Fragmento de la página
____
En el primer grupo de directores estaría uno de los más grandes, Alfred Hitchcock. De él es esta gamberra aclaración: “No es cierto que yo haya dicho que los actores son ganado. Lo único que dije es que hay que tratarlos como ganado”. Él, que se enamoraba perdidamente de todas las actrices rubias con las que trabajaba, que hizo posible algunas de las mejores interpretaciones de la historia del cine, decía poner por encima del trabajo de un actor esos ingredientes técnicos que hacen que la gente grite.
El abanderado del segundo bloque podría ser el francés Robert Bresson. El director de Pickpocket y Un condenado a muerte se ha escapado acabó trabajando exclusivamente con actores no profesionales porque buscaba registros poco o nada dramatizados, trabajos mecánicos… Ni necesitaba ni quería a los actores en aras de eliminar cualquier artificio. Y viendo sus películas hay que creerle. En otros casos quizá hubiera algo de postureo. Josef von Sternberg, que dirigió con tanto mimo a Marlene Dietrich en El expreso de Shanghai o El ángel azul, dejó dicho que “escojo a los actores para materializar mis ideas, no las suyas”.
____
Tarea A
Devuelve cada línea de las filas que siguen en la que aparezca la cadena "building".

Filas
____
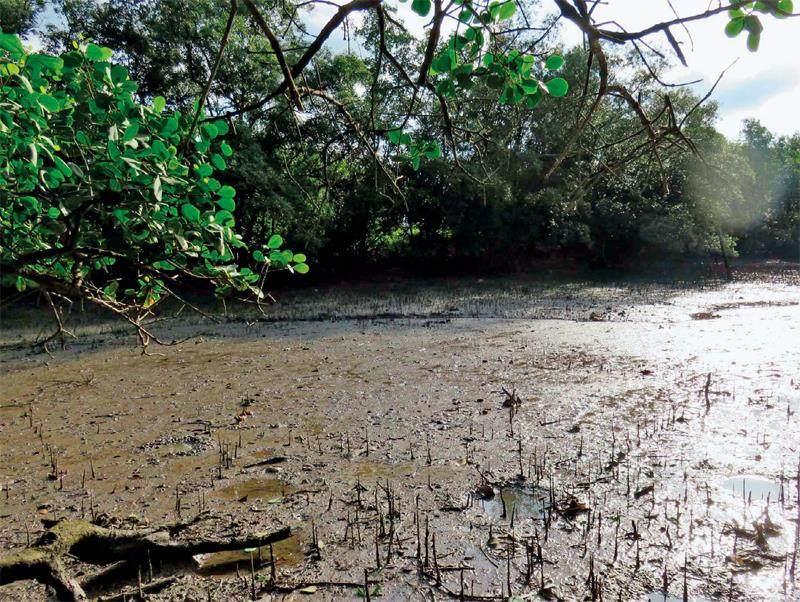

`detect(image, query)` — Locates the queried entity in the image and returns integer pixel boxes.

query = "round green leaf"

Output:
____
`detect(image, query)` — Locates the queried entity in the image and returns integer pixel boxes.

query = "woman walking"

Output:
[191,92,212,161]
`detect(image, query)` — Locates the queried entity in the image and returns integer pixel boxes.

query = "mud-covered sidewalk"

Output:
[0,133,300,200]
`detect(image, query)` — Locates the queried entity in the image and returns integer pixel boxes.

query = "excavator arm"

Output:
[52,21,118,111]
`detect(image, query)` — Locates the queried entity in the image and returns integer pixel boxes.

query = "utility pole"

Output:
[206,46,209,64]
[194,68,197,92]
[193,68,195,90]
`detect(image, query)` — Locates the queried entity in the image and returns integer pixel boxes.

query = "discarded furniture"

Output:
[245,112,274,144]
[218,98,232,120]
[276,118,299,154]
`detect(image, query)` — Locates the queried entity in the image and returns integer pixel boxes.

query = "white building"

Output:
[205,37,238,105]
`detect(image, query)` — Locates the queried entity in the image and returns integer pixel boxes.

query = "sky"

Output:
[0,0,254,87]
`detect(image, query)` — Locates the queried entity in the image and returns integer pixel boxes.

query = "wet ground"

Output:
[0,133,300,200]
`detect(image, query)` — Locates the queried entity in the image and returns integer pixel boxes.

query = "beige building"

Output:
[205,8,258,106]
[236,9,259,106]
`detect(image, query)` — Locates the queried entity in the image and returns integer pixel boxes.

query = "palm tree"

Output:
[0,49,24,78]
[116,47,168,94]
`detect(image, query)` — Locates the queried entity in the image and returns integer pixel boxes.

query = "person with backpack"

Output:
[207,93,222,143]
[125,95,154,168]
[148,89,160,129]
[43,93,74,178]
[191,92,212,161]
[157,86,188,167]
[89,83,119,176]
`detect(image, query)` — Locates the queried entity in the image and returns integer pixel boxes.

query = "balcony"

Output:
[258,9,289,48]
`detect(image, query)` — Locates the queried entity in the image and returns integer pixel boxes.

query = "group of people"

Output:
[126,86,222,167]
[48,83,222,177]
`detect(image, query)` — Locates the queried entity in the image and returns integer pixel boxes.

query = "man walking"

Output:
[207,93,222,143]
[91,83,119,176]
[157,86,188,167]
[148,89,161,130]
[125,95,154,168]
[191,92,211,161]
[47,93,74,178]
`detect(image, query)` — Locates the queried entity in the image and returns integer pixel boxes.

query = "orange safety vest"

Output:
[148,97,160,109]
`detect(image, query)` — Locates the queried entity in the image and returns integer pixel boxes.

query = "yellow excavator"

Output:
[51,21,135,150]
____
Tarea B
Retoma el fragmento de arriba sobre los directores de cine y su trato con los actores, y continúalo después de su última oración.

Respuesta del ejercicio A
query = "white building"
query = "beige building"

Respuesta del ejercicio B
La parte más vulnerable y frágil
Son infinidad, claro está, los directores que declaran siempre que pueden la importancia de quienes ponen cara y cuerpo, voz y emociones a los personajes de sus historias. Seguramente ya no son tantos los realizadores que, retirados del cine, echen en falta el contacto con los actores. A este último subgrupo pertenece Manuel Gutiérrez Aragón (Torrelavega, Cantabria, 1942). Suyas son algunas de las mejores películas del cine español como Maravillas (1980) o La mitad del cielo (1986). Hace unos años anunció que abandonaba la dirección y volvía a su vocación primera por escribir novelas.
A los actores (Anagrama), su último libro, no es ficción y nace de esa nostalgia por su relación con “la parte más vulnerable y frágil” de la maquinaria fílmica, de esa añoranza del contacto con los cómicos durante tantos años. Su primera película, Habla, mudita es de 1973, y la última, Todos estamos invitados, de hace ocho años. Un día que se encuentra casualmente con Mario Vargas Llosa, el escritor peruano le pregunta cómo le va ahora, jubilado del cine, y Gutiérrez Aragón (MGA) le confiesa que lo lleva bien, pero que extraña el trabajo con los actores pese a “la lata que dan en los rodajes”.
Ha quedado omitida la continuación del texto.